Sun in Splendor describes today perfectly! Beautiful and sunny. This has notes of dark amber, agarwood CO2, calendula blooms, a drop of honey, clover, rich wood and bergamot. Oh wow this is a beautiful and bright scent! The agarwood and amber are deep and fragrant giving the most golden of glows to the blend. Honey keeps it sweet nad the clover gives it a nice greenness. There’s a touch of floral in the blend that doesn’t overwhelm but gives it that lovely out door feeling. It’s crisp, clean, golden and gleaming – just a perfect blend for that perfect Spring day.
Dans Le Jardin has notes of freshly turned earth, hyacinths, tulips, lily of the valley, tender green leaves, ivy, unripe strawberries and the very first buds of lavender not yet bloomed. Oh nice – this is a fresh blast of beautiful moist earth with a lovely dew covered greenness surrounding it. The florals are new and soft, just starting to release their scent. This scent is the perfect scent for Spring and that week or two where you are planting your garden at the beginning of the season (which in Ohio is just after Mother’s Day) and you get the lovely scents of the earth and plants. You can really feel the sun and the earth and the life flowing around you.
June Jardin is next and it boasts notes of Gardenia, Orange blossoms, white wisteria, osmanthus, muguet and moonflower. This blend opens with a blast of muget and orange blossoms. There’s something almost spicy about this and the moonflower gives a beautiful sweet and dewy scent. After it’s sat for a while the florals float and shift in the breeze. It remains with a touch of spice and heady florals.
Le Verger has notes that include old growth trees, a field of clover, peaches, pears, nectarines, citrus blossoms, ripe apples, apple blossoms, unripe figs and fig leaves. Oh wow this is fruity and juicy! There’s just a hint of greenness to cut through the fruit so it isn’t too overwhelming. I love the way this makes me think of picnics with fruit salads! Also, there’s a touch of wood from those old growth trees. Very pretty, sweet, and uplifting!
Jardin Botanique is the one with the pretty blue liquid! It’s notes include Blue Cypress, blue yarrow, lavender maillette, juniper berries, petit grain, bergamot and clary sage, rosewood and just a bit of peppermint. This is peppermint! That fresh, sweet, and minty candy that is usually found during Christmas time! After that initial blast of peppermint I get that nice blue cypress and some juniper with a touch of sage. After the initial blast of peppermint it calms down and gives you the feeling of a deep conifer forest at the height of spring rains.
Legare has notes of mahogany, magnolias, spanish moss, gardenias, iced black tea, petit grain, and warm breezes from the ocean. Oooh more mahogany! I really enjoy it in Jaqueline. I immediately get a blast of sea salt from the ocean. The magnolia’s are heady and the spanish moss hangs from the trees like a soft and soothing blanket. Black tea waits for you on the porch while the breeze flows. This is deep and beautiful.

(AIM OF THE EXERCISE): From the fragrance reviews, extract the passage that begins at the words "June Jardin is" and stops after the words "and heady florals.", copying it word for word.

(EXTRACTED ENTRIES):
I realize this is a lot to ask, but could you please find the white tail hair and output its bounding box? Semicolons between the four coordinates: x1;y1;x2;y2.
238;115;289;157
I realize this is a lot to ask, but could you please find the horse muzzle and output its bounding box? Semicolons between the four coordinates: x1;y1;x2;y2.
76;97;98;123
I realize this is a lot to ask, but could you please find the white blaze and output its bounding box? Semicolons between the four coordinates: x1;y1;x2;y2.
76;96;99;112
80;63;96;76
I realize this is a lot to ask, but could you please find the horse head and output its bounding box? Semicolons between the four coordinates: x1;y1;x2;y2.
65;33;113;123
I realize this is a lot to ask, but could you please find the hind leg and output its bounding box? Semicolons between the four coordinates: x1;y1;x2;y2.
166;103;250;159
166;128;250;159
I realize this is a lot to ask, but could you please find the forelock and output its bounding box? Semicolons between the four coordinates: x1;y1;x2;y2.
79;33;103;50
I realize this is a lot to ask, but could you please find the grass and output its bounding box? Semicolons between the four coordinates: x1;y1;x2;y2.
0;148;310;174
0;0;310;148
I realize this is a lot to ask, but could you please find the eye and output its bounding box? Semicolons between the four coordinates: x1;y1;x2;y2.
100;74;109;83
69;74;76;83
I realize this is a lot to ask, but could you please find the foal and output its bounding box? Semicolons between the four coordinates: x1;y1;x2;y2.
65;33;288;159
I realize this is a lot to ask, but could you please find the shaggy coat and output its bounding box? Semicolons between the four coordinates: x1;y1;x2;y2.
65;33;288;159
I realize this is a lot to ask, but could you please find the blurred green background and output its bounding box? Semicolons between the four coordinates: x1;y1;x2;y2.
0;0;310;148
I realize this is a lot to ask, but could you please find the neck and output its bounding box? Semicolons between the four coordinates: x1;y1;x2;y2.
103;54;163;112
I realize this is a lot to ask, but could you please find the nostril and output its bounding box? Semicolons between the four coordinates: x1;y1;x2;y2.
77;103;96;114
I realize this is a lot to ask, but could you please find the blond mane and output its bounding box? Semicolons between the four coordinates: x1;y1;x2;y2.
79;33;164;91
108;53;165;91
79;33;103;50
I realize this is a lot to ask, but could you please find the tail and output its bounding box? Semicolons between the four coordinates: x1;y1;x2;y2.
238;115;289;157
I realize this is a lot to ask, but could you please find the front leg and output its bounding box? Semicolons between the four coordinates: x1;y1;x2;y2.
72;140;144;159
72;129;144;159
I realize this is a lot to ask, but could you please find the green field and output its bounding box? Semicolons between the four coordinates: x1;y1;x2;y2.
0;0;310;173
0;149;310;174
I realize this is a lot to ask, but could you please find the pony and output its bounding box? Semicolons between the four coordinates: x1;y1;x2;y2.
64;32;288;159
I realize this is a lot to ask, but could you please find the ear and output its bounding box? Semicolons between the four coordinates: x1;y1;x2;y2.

(EXPECTED ANSWER):
June Jardin is next and it boasts notes of Gardenia, Orange blossoms, white wisteria, osmanthus, muguet and moonflower. This blend opens with a blast of muget and orange blossoms. There’s something almost spicy about this and the moonflower gives a beautiful sweet and dewy scent. After it’s sat for a while the florals float and shift in the breeze. It remains with a touch of spice and heady florals.